## [Testo da leggere]
- - - -
Prosegue a ritmo serrato il piano di rigenerazione urbana destinato a ricucire il rapporto storico tra Bari e il suo litorale sud-orientale. Questa mattina il ministro della Cultura, Alessandro Giuli, e il sindaco di Bari, Vito Leccese, hanno effettuato un sopralluogo congiunto all’interno del cantiere del lotto 6 “Parco Bellavista”, uno dei tasselli cardine del più ampio masterplan di Bari Costa Sud.
L’intervento, sostenuto con i fondi del Ministero della Cultura nell’ambito del Piano nazionale per gli investimenti complementari (Pnc) al Pnrr, vede come soggetto attuatore la società in-house Ales. Alla visita tecnica hanno preso parte anche la vicesindaca Giovanna Iacovone, il presidente di Ales Fabio Tagliaferri, il direttore generale dell’Unità di missione per il Pnrr del Mic Nicola Macrì e la soprintendente Archeologia, Belle Arti e Paesaggio per la Città Metropolitana di Bari, Francesca Romana Paolillo.
Durante il punto operativo è stato illustrato lo stato dell’arte delle lavorazioni nell’area Bellavista, ormai giunte a circa il 70% del completamento. Il comparto, caratterizzato da una spiccata destinazione sportiva e ricreativa all’aperto, costituisce uno dei sei lotti progettuali che trasformeranno l’intera fascia costiera a sud della città in un grande parco lineare verde e accessibile.
- - - -
## [Materiale di partenza]
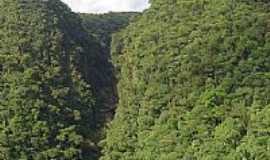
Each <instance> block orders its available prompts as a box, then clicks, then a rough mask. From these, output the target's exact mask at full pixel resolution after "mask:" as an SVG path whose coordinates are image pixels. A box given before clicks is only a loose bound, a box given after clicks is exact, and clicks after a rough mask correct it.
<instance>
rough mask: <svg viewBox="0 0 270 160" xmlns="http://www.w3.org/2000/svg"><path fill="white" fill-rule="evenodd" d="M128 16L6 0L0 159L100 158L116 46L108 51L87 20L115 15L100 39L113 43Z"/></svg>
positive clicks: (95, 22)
- - - -
## [Consegna]
Trascrivi senza modifiche, dal testo sul cantiere del Parco Bellavista, la parte che si apre con le parole contenenti "Durante il punto" e si chiude con "verde e accessibile.".

## [Soluzione dell'esercizio]
Durante il punto operativo è stato illustrato lo stato dell’arte delle lavorazioni nell’area Bellavista, ormai giunte a circa il 70% del completamento. Il comparto, caratterizzato da una spiccata destinazione sportiva e ricreativa all’aperto, costituisce uno dei sei lotti progettuali che trasformeranno l’intera fascia costiera a sud della città in un grande parco lineare verde e accessibile.